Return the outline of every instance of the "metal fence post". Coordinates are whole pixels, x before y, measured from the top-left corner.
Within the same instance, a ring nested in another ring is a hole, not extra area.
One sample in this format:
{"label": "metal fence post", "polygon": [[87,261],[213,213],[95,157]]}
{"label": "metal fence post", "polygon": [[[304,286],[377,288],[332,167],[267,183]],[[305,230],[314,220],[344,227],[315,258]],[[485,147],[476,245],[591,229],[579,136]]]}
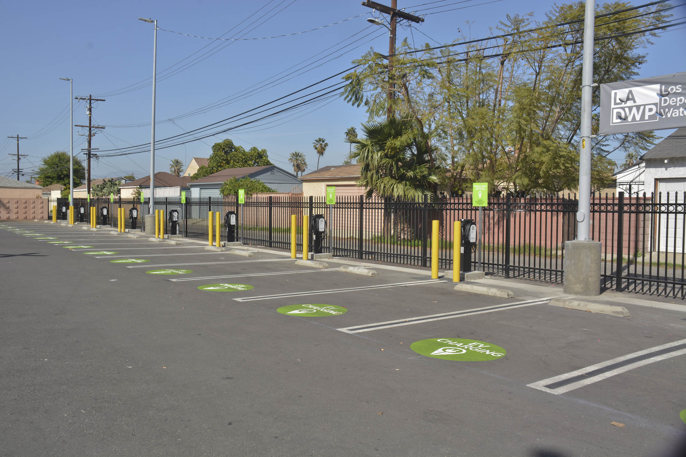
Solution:
{"label": "metal fence post", "polygon": [[273,199],[272,197],[269,197],[269,247],[272,247],[272,210],[274,208],[274,206],[273,206],[274,203],[273,203],[272,199]]}
{"label": "metal fence post", "polygon": [[424,201],[422,203],[422,267],[427,266],[427,252],[429,238],[429,217],[427,214],[427,205],[429,196],[424,196]]}
{"label": "metal fence post", "polygon": [[362,232],[362,225],[364,223],[364,217],[363,216],[362,208],[364,206],[364,195],[359,196],[359,220],[357,226],[357,258],[362,260],[362,236],[364,233]]}
{"label": "metal fence post", "polygon": [[505,199],[505,277],[510,277],[510,203],[508,194]]}
{"label": "metal fence post", "polygon": [[615,290],[622,292],[622,273],[624,266],[624,193],[619,193],[617,208],[617,271],[615,273]]}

• • • • •

◆ TASK DESCRIPTION
Rewrite the data above as a JSON list of strings, one string per line and no blank lines, covering all of the data. Leave the pictures out of the answer.

◆ OUTPUT FOR THIS EXERCISE
[
  "Return the outline of every instance of the \"metal fence post\". Coordinates are whole pixels, x before y, measured from the top-left corner.",
  "Within the same instance, a ring nested in another ring is a hole, not extra area.",
  "One sample in this format:",
  "{\"label\": \"metal fence post\", \"polygon\": [[87,261],[213,213],[95,157]]}",
  "{\"label\": \"metal fence post\", \"polygon\": [[[304,286],[377,288],[332,167],[267,183]],[[305,230],[314,220],[344,227],[315,258]],[[485,147],[476,245],[591,229],[579,136]]]}",
  "Solution:",
  "{\"label\": \"metal fence post\", \"polygon\": [[273,199],[272,197],[269,197],[269,247],[272,247],[272,210],[274,208],[274,206],[273,206],[274,203],[273,203],[272,199]]}",
  "{\"label\": \"metal fence post\", \"polygon\": [[424,201],[422,203],[422,267],[427,266],[427,252],[429,238],[429,217],[427,214],[427,205],[429,196],[424,196]]}",
  "{\"label\": \"metal fence post\", \"polygon\": [[362,232],[362,225],[364,223],[364,217],[363,216],[362,208],[364,206],[364,195],[359,196],[359,220],[357,226],[357,258],[362,260],[362,236],[364,233]]}",
  "{\"label\": \"metal fence post\", \"polygon\": [[505,199],[505,277],[510,277],[510,203],[508,194]]}",
  "{\"label\": \"metal fence post\", \"polygon\": [[615,290],[622,292],[622,273],[624,266],[624,193],[619,193],[617,208],[617,271],[615,273]]}"
]